◆ Stated exercise ◆
Can you render each line of the listing below as a JSON list of strings, one string per line, with blank lines left out?

━━━ Input records ━━━

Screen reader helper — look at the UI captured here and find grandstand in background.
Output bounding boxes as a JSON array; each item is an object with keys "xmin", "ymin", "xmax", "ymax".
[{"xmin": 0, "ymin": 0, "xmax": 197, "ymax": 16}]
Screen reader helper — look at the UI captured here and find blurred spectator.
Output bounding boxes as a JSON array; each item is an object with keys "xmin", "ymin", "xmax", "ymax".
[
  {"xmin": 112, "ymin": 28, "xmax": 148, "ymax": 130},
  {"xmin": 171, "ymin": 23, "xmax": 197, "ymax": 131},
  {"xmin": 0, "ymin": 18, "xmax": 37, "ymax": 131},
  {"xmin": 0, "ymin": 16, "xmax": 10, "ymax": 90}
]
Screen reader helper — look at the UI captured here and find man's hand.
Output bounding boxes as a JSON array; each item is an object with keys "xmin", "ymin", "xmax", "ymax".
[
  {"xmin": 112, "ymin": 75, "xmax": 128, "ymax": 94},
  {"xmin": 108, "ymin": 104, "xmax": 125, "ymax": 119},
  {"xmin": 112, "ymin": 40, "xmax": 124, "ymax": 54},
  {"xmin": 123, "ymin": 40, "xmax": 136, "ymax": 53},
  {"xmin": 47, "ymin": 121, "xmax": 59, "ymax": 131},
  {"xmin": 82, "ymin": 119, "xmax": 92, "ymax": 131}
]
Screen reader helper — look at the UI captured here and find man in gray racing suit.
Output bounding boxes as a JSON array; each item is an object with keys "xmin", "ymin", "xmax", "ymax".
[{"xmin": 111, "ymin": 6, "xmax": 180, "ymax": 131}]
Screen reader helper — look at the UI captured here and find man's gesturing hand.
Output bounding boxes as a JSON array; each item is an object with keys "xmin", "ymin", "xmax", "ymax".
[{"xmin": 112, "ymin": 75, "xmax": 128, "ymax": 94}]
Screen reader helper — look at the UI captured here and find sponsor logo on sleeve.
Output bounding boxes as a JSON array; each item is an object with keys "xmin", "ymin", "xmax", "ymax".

━━━

◆ Exercise answer ◆
[
  "Screen reader helper — look at the UI captured here and find grandstand in background.",
  "Output bounding boxes as a JSON array; each item is an object with keys \"xmin\", \"ymin\", \"xmax\", \"ymax\".",
  "[{\"xmin\": 0, \"ymin\": 0, \"xmax\": 197, \"ymax\": 16}]",
  "Screen reader helper — look at the UI captured here and find blurred spectator.",
  "Output bounding boxes as a JSON array; each item is an object with keys \"xmin\", \"ymin\", \"xmax\", \"ymax\".",
  "[",
  "  {\"xmin\": 112, \"ymin\": 28, \"xmax\": 148, \"ymax\": 130},",
  "  {\"xmin\": 171, \"ymin\": 23, \"xmax\": 197, \"ymax\": 131},",
  "  {\"xmin\": 0, \"ymin\": 18, \"xmax\": 37, \"ymax\": 131},",
  "  {\"xmin\": 0, \"ymin\": 16, \"xmax\": 10, \"ymax\": 90}",
  "]",
  "Screen reader helper — look at the UI captured here and find man's hand.",
  "Output bounding boxes as a JSON array; each item is an object with keys \"xmin\", \"ymin\", \"xmax\", \"ymax\".",
  "[",
  "  {\"xmin\": 112, \"ymin\": 75, \"xmax\": 128, \"ymax\": 94},",
  "  {\"xmin\": 108, \"ymin\": 104, \"xmax\": 125, \"ymax\": 119},",
  "  {\"xmin\": 112, \"ymin\": 40, \"xmax\": 124, \"ymax\": 54},",
  "  {\"xmin\": 123, \"ymin\": 40, \"xmax\": 136, \"ymax\": 53},",
  "  {\"xmin\": 47, \"ymin\": 121, \"xmax\": 59, \"ymax\": 131},",
  "  {\"xmin\": 82, \"ymin\": 119, \"xmax\": 92, \"ymax\": 131}",
  "]",
  "Screen reader helper — look at the UI captured here and find man in gray racing suit.",
  "Output bounding boxes as a JSON array; each item is an object with keys \"xmin\", \"ymin\", \"xmax\", \"ymax\".",
  "[{\"xmin\": 111, \"ymin\": 6, \"xmax\": 180, \"ymax\": 131}]",
  "Screen reader helper — look at the UI captured here and find man's gesturing hand.",
  "Output bounding boxes as a JSON array; each item is an object with keys \"xmin\", \"ymin\", \"xmax\", \"ymax\".",
  "[{\"xmin\": 112, \"ymin\": 75, \"xmax\": 128, \"ymax\": 94}]",
  "Screen reader helper — look at the UI captured here and find sponsor logo on sleeve.",
  "Output bounding boxes as a JSON array; each item is an object with keys \"xmin\", \"ymin\", \"xmax\", \"ymax\"."
]